### WORK TO BE COMPLETED
Extract every line of the listing below and reproduce it word for word, omitting the pictures.

(Records pointing to objects in photos)
-*-*-
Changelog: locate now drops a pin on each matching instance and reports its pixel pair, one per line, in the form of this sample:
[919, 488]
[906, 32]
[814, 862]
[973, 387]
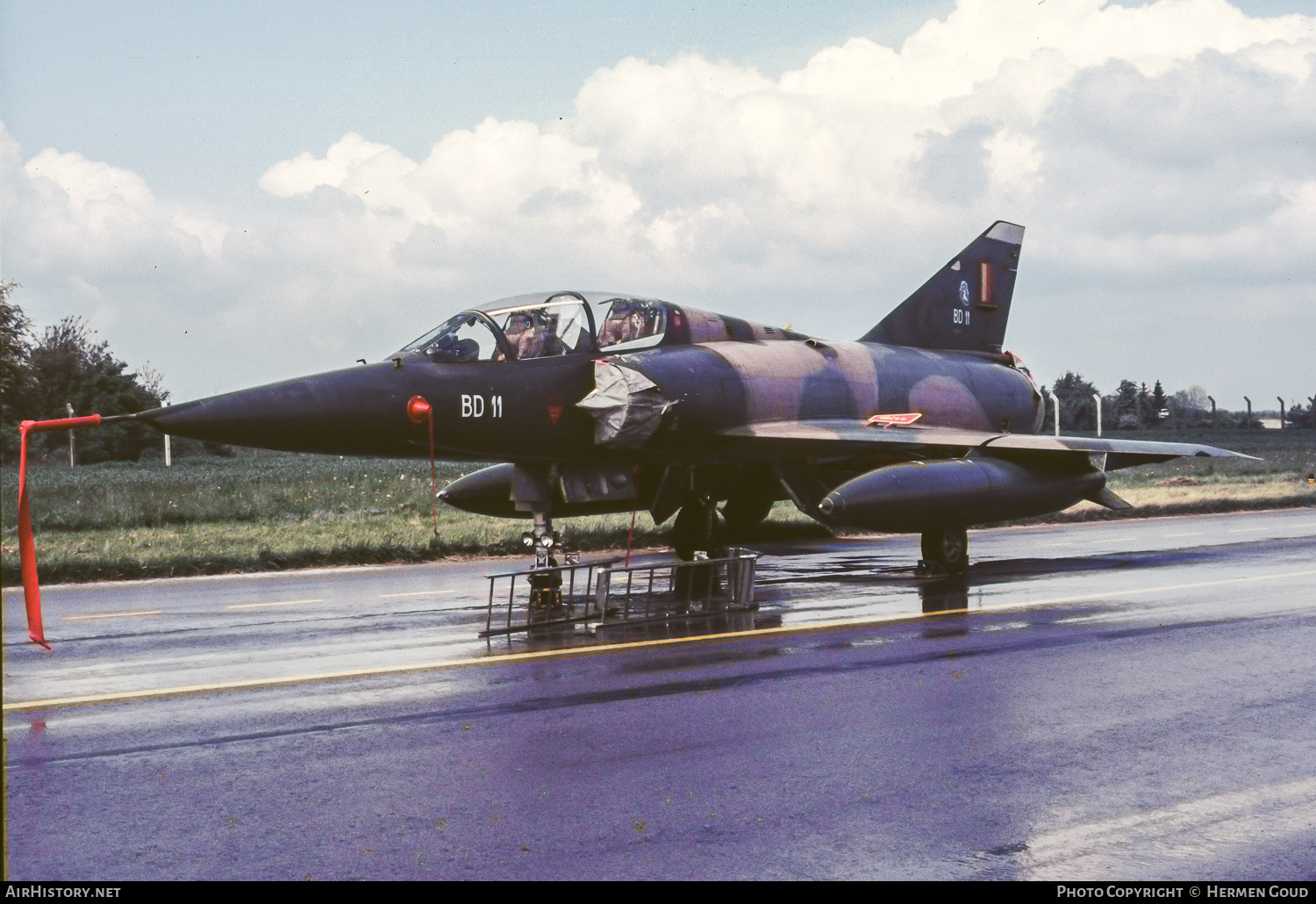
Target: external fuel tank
[918, 496]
-*-*-
### ANSWER FOR THE TASK
Changelog: locate now drops a pin on each matching instance and reports its pixel pair, one per line, in the form of this sample:
[919, 488]
[906, 32]
[814, 862]
[973, 387]
Target: external fuel tank
[918, 496]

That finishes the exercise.